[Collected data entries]
## Start

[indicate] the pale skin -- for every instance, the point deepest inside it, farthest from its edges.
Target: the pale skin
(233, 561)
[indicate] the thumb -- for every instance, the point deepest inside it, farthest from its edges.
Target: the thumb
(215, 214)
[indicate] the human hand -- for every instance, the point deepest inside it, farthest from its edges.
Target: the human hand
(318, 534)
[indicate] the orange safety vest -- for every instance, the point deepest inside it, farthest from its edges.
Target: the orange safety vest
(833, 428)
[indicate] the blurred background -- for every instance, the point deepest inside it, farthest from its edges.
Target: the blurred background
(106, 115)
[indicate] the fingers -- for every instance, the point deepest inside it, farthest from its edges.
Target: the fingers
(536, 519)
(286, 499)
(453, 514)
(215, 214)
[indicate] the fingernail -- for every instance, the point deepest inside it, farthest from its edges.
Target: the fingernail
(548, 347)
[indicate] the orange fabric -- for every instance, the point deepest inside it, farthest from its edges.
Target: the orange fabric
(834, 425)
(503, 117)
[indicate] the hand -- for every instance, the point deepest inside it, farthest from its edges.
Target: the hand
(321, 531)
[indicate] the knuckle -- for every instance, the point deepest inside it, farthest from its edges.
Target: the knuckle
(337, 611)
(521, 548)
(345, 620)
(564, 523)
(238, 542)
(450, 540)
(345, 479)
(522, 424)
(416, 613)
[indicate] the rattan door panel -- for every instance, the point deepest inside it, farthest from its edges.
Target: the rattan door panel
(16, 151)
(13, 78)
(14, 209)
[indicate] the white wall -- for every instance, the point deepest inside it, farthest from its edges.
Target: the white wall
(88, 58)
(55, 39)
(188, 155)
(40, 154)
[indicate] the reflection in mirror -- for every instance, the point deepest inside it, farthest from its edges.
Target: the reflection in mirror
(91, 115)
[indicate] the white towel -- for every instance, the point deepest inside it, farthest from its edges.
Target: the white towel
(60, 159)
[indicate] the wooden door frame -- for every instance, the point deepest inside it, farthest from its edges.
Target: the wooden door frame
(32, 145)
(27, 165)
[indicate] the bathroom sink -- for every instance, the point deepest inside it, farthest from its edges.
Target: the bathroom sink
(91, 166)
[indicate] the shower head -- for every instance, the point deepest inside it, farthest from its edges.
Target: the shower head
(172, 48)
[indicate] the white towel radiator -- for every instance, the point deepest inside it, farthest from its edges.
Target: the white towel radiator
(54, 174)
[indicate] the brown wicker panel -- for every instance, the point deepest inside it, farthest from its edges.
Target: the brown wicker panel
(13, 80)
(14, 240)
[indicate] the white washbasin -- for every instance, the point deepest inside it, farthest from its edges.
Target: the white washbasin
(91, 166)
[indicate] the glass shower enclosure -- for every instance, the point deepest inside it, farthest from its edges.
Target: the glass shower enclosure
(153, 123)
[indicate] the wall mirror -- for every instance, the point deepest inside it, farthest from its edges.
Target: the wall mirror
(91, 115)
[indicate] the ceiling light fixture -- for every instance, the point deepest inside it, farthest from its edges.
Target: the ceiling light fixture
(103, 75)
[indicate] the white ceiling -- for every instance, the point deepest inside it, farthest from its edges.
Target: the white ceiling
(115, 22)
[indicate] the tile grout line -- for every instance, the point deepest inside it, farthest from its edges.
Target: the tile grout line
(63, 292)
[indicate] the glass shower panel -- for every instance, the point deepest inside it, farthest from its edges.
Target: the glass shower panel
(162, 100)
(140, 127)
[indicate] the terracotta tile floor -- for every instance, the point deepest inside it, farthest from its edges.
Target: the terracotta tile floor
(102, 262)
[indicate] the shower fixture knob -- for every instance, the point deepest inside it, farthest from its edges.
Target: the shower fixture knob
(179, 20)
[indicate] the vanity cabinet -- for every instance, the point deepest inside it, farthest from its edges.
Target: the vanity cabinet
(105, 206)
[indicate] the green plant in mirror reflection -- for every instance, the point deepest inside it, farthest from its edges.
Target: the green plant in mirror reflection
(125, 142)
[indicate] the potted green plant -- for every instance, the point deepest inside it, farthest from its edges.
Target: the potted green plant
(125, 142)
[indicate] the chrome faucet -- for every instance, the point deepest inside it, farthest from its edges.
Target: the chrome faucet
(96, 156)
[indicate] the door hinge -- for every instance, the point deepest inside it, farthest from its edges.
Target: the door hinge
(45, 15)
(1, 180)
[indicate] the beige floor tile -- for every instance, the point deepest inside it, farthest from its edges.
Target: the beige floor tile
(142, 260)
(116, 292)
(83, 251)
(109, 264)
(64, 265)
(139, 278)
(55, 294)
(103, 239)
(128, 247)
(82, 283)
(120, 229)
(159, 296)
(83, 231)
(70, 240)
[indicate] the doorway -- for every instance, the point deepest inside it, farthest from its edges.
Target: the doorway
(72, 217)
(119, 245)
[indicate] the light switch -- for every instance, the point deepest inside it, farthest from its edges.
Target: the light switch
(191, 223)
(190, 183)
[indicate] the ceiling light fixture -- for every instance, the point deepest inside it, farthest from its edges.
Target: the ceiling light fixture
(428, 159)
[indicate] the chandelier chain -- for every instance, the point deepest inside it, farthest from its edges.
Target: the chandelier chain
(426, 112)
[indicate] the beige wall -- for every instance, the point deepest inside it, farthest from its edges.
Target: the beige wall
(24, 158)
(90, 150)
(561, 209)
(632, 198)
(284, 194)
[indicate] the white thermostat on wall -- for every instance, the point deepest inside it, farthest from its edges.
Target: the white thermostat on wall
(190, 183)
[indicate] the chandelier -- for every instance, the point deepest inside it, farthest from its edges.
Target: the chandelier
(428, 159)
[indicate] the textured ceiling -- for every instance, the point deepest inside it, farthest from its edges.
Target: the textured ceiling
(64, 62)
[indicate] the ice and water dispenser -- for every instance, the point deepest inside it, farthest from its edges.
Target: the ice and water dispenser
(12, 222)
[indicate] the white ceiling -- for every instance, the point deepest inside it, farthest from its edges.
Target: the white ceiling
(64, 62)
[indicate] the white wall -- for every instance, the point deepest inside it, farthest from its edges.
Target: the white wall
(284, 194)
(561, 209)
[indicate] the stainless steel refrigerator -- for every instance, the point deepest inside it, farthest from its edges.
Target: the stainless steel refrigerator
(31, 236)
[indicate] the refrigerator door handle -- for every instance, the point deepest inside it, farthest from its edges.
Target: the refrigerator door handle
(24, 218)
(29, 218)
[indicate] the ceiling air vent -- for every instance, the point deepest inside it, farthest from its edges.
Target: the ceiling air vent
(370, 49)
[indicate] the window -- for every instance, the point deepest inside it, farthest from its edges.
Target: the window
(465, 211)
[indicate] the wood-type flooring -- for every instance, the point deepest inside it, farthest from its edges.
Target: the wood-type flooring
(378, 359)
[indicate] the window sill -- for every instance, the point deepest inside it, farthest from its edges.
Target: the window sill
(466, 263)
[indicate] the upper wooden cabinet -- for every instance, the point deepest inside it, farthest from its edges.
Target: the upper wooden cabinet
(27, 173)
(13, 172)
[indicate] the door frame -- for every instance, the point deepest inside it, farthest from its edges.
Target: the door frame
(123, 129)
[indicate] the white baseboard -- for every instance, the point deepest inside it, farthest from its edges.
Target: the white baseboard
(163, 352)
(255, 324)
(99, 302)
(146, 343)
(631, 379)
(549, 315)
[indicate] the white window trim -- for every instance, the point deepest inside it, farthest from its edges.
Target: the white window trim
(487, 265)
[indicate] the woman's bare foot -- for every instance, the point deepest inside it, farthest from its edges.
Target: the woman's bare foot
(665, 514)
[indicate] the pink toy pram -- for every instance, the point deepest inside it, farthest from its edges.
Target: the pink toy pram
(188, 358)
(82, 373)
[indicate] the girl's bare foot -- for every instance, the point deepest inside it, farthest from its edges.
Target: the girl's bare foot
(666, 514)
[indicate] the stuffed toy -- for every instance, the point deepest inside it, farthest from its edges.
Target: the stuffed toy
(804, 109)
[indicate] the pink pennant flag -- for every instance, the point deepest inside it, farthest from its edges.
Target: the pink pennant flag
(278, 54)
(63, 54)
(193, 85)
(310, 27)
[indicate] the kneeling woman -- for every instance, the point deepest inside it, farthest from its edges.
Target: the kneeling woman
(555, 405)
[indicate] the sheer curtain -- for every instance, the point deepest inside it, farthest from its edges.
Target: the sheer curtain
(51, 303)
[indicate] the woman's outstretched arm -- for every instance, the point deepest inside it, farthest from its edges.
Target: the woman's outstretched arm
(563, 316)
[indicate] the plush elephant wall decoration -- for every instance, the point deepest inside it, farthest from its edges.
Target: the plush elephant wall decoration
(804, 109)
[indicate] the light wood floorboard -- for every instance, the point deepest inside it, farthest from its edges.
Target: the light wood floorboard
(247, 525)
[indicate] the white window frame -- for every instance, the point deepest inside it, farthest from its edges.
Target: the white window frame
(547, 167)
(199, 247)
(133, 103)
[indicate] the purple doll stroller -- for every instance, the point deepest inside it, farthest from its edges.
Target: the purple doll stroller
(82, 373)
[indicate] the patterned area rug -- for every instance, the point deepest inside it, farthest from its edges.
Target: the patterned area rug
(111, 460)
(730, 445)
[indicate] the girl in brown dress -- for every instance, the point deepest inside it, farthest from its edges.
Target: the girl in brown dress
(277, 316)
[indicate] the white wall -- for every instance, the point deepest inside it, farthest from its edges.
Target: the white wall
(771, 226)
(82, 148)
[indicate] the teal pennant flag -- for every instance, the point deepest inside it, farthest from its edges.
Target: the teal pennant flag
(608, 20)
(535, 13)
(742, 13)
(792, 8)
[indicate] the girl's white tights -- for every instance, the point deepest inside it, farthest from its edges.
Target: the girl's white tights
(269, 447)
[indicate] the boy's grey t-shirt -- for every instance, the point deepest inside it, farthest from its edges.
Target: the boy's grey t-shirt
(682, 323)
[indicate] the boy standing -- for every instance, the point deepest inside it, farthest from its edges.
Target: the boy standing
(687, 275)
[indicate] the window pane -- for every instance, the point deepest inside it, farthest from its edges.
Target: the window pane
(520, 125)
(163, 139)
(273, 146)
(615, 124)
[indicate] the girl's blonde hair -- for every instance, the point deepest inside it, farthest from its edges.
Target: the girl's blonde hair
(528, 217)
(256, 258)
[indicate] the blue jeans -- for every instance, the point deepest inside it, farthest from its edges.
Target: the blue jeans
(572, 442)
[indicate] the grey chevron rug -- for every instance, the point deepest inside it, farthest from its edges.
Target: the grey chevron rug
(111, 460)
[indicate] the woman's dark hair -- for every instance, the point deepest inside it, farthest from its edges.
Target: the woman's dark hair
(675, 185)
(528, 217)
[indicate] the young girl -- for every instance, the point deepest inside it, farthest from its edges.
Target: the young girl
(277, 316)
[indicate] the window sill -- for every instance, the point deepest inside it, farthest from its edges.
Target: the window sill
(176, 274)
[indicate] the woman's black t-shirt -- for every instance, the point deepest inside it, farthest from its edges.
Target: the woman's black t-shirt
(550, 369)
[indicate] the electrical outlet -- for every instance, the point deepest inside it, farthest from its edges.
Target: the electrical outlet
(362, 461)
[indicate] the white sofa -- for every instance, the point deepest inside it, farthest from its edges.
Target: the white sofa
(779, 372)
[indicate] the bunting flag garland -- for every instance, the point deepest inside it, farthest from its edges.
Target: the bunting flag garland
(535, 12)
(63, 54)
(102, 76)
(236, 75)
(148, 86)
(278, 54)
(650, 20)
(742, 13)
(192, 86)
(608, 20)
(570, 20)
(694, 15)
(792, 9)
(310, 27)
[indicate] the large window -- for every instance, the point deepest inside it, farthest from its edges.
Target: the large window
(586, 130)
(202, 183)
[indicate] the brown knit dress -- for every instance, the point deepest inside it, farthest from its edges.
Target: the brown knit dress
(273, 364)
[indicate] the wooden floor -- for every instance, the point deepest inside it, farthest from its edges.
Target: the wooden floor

## End

* **DO THIS**: Give back exactly the lines running from the line containing "[indicate] the girl's blonde" through the end of the material above, both included, and nothing beyond them.

* **PROBLEM SOLUTION**:
[indicate] the girl's blonde hair -- for every instance, the point deepest inside it, farthest from its edges.
Target: the girl's blonde hair
(528, 217)
(256, 258)
[indicate] the blue jeans -- for every instance, the point deepest inside it, farthest from its edges.
Target: the blue jeans
(572, 442)
[indicate] the grey chevron rug -- for every instance, the point deepest inside it, farthest from its edges.
Target: the grey chevron rug
(111, 460)
[indicate] the woman's dark hair -- for every instance, the point deepest inside it, farthest from its edges.
Target: the woman's dark hair
(675, 185)
(528, 217)
[indicate] the young girl -- for every instance, the point deepest inside it, farthest from its edges.
Target: the young girl
(277, 316)
[indicate] the window sill -- for every instance, the point deepest inside it, farthest from its edges.
Target: the window sill
(176, 274)
[indicate] the woman's black t-shirt -- for every instance, the point deepest inside it, farthest from its edges.
Target: the woman's black t-shirt
(550, 369)
[indicate] the electrical outlet -- for every instance, the point deepest inside it, farthest from its edges.
Target: the electrical outlet
(362, 461)
[indicate] the white sofa -- for every instance, the point deepest inside it, farthest from its edges.
Target: the white sofa
(779, 372)
[indicate] the bunting flag garland -- for every instance, the point deepest inside it, farthest from its edges.
Target: the bunting flag garland
(535, 12)
(63, 54)
(102, 76)
(236, 75)
(148, 86)
(278, 54)
(650, 20)
(742, 13)
(192, 86)
(608, 20)
(570, 20)
(694, 15)
(792, 9)
(310, 27)
[indicate] the large window -- for every instance, the point deepest inside it, farthest from its edges.
Target: the large window
(586, 130)
(202, 183)
[indicate] the brown knit dress -- for every instance, the point deepest inside it, farthest from its edges.
Target: the brown knit dress
(273, 364)
[indicate] the wooden floor -- for every instance, the point deepest inside it, farthest from its edges.
Target: the wooden floor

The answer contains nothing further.